Records to use —
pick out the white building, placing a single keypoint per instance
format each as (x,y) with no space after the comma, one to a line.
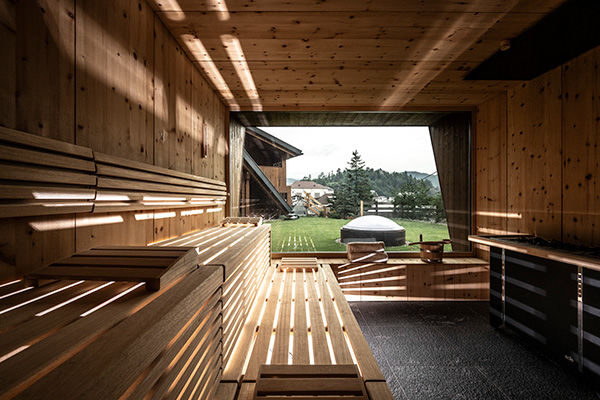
(315,189)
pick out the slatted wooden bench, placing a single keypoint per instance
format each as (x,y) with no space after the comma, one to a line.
(171,343)
(107,340)
(304,382)
(300,318)
(129,185)
(244,266)
(405,279)
(155,266)
(41,176)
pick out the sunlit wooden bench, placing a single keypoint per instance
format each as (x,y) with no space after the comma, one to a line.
(206,332)
(108,339)
(300,317)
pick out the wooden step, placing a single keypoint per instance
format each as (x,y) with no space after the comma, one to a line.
(309,382)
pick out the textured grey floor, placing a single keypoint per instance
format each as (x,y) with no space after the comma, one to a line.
(439,350)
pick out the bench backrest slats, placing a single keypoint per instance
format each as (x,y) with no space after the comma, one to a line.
(41,176)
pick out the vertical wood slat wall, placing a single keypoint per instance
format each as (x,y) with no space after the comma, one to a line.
(537,156)
(111,77)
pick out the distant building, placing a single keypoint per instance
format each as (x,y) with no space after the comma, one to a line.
(264,189)
(316,190)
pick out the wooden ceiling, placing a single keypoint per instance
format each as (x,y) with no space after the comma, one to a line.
(347,54)
(338,118)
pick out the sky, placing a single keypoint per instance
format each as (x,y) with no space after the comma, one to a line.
(329,148)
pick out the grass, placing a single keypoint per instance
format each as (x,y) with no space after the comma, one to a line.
(320,234)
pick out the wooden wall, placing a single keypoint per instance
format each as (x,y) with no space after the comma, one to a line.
(107,75)
(450,140)
(237,133)
(278,177)
(537,156)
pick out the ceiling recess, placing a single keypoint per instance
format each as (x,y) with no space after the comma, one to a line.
(572,29)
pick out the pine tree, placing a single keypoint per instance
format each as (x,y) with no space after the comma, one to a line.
(354,188)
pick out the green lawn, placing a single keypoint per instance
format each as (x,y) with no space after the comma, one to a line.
(320,234)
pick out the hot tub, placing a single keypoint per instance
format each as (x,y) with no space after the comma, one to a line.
(373,228)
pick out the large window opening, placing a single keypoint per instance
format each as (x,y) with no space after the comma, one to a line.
(320,187)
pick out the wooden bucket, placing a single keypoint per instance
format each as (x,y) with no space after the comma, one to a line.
(433,251)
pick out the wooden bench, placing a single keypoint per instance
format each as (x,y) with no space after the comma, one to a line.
(41,176)
(206,333)
(405,279)
(107,340)
(129,185)
(244,252)
(155,266)
(300,317)
(112,339)
(310,382)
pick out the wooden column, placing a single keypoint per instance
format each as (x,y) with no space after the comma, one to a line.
(451,138)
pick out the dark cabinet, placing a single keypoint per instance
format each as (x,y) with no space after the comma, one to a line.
(552,303)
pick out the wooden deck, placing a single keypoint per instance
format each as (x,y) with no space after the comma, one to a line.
(300,318)
(410,279)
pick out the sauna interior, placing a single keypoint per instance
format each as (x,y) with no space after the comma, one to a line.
(134,135)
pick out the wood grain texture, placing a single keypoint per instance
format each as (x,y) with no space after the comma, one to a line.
(551,153)
(87,75)
(450,140)
(114,78)
(534,153)
(418,63)
(236,140)
(45,45)
(581,152)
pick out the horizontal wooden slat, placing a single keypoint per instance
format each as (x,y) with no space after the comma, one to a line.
(130,347)
(125,184)
(16,154)
(17,137)
(45,193)
(132,174)
(108,159)
(98,273)
(32,209)
(39,174)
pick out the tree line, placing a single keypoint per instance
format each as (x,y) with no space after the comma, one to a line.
(412,198)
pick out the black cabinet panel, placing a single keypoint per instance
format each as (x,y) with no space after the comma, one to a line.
(591,321)
(495,286)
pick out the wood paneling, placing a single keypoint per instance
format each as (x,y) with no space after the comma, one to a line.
(114,78)
(581,152)
(8,73)
(490,166)
(173,119)
(305,54)
(354,5)
(236,140)
(534,156)
(551,150)
(87,75)
(45,43)
(451,140)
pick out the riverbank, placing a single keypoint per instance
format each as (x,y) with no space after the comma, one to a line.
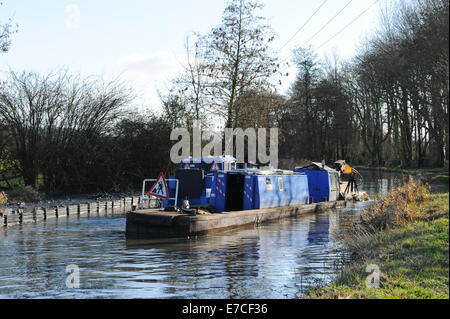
(406,235)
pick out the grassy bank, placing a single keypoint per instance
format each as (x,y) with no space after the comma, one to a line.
(405,234)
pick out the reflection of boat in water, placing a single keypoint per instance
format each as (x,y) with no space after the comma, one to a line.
(319,227)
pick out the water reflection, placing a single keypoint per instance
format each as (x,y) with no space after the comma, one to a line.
(277,260)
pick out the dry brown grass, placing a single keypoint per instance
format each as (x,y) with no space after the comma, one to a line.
(395,209)
(398,208)
(3,198)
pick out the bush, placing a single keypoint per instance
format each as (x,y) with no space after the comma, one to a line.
(394,208)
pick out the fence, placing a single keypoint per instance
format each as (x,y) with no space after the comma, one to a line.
(117,207)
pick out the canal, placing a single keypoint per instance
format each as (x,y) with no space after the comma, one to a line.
(276,260)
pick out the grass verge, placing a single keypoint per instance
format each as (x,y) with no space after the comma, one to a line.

To do —
Rewrite everything from the line containing "pick out the riverbank, placing" down to the final line, requests included, offsetting every number in the point coordinates by 41. Leave the pictures out.

Solution —
pick out the riverbank, placing a single keypoint per instance
format each as (x,y) with no space after the comma, one to a line.
(447,276)
pick out the grassy bank, placing a single keypoint per instance
format each as (x,y) with no space after the comma, one to a line.
(446,275)
pick out the reflection of boat in water, placing a single keypoint per instance
format each as (x,y) with no space after the comma, one to a line.
(360,268)
pick out the water reflection, placing a single keypoint per instance
format each as (x,y) with no space after the comma, one to a line.
(318,301)
pick out the dry brown grass, placing a single keypoint per instance
format each as (x,y) with no space after the comma, one to a line.
(436,250)
(439,249)
(44,239)
pick out the bush, placing a single keypoint per instance
format each as (x,y) with no space after the comma, one to a line.
(435,249)
pick out the fence, placing a single keypoint per instance
format each as (x,y) with no space after the comma, one to a line.
(158,248)
pick out the canal, placing a single keypoint per instance
format each as (x,y) with no space after the comma, one to a line.
(317,301)
pick out the grass verge, placing a single keypoint per instance
format each as (x,y) with no space after the comma, one to a line.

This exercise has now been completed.